### SELECTED TEXT

Accomplice of Delhi car blast ‘suicide bomber’ arrested: Indian authorities

Indian authorities claimed on Sunday that a deadly car blast in New Delhi earlier this week was an attack carried out by a “suicide bomber”, announcing the arrest of an accomplice.

The National Investigation Agency (NIA), the country’s counter-terrorism body, said the attacker and the second suspect were both from India-occupied Kashmir, where police have carried out sweeping raids in recent days.

Announcing “a breakthrough” in the investigation, the NIA said it had arrested Amir Rashid Ali, describing him as an accomplice of the “suicide bomber” under whose name “the car involved in the attack was registered”.

He had come to Delhi to “facilitate the purchase of the car which was eventually used as a vehicle-borne Improvised Explosive Device (IED) to trigger the blast”, the counter-terrorism agency said in a statement.

It identified the car’s driver as Umarun Nabi, a resident of occupied Kashmir who was an assistant professor in general medicine at a university in the northern state of Haryana.

### SUPPLIED DATA
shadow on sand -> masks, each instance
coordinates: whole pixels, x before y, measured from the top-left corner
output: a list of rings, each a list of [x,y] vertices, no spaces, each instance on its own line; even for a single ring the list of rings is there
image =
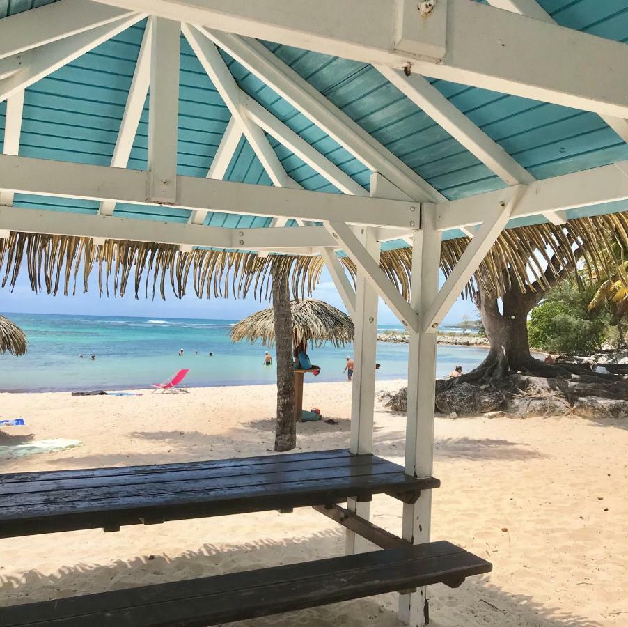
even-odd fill
[[[17,576],[0,574],[0,605],[16,605],[75,594],[102,592],[134,585],[148,585],[211,576],[226,572],[255,569],[268,564],[297,563],[308,559],[342,555],[344,533],[325,530],[307,537],[281,541],[260,539],[246,545],[223,547],[204,544],[179,555],[138,555],[108,564],[79,564],[67,566],[52,575],[36,570]],[[430,588],[430,607],[434,627],[460,627],[465,616],[474,616],[478,624],[509,627],[600,627],[585,617],[576,616],[535,602],[522,594],[510,594],[485,578],[471,578],[457,590],[442,585]],[[396,600],[391,594],[345,601],[267,619],[254,619],[234,625],[253,627],[301,625],[304,627],[338,627],[338,625],[371,625],[398,627]],[[448,608],[445,610],[443,608]],[[439,610],[454,621],[439,619]],[[359,617],[360,619],[356,620]]]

### REQUIRED ACTIONS
[1] Can you transcribe the Delhi car blast article, beginning at the words "Indian authorities claimed" and stopping after "of an accomplice."?
[2] Would you pick up the Delhi car blast article after its last sentence and keep it going?

### YOUR RESPONSES
[1]
Indian authorities claimed on Sunday that a deadly car blast in New Delhi earlier this week was an attack carried out by a “suicide bomber”, announcing the arrest of an accomplice.

[2]
The explosion on Monday took place near a busy metro station close to the landmark Red Fort in the capital’s Old Delhi quarter, where the prime minister delivers the annual Independence Day address.

A hospital official said the blast killed 12 people. It was unclear whether Nabi was included in the toll. The NIA’s statement said the attack “claimed 10 innocent lives and left 32 others injured”.

The NIA claimed it had seized another vehicle belonging to Nabi.

Indian Prime Minister Narendra Modi called the attack a “conspiracy”, and his government vowed to bring the “perpetrators, their collaborators and their sponsors” to justice.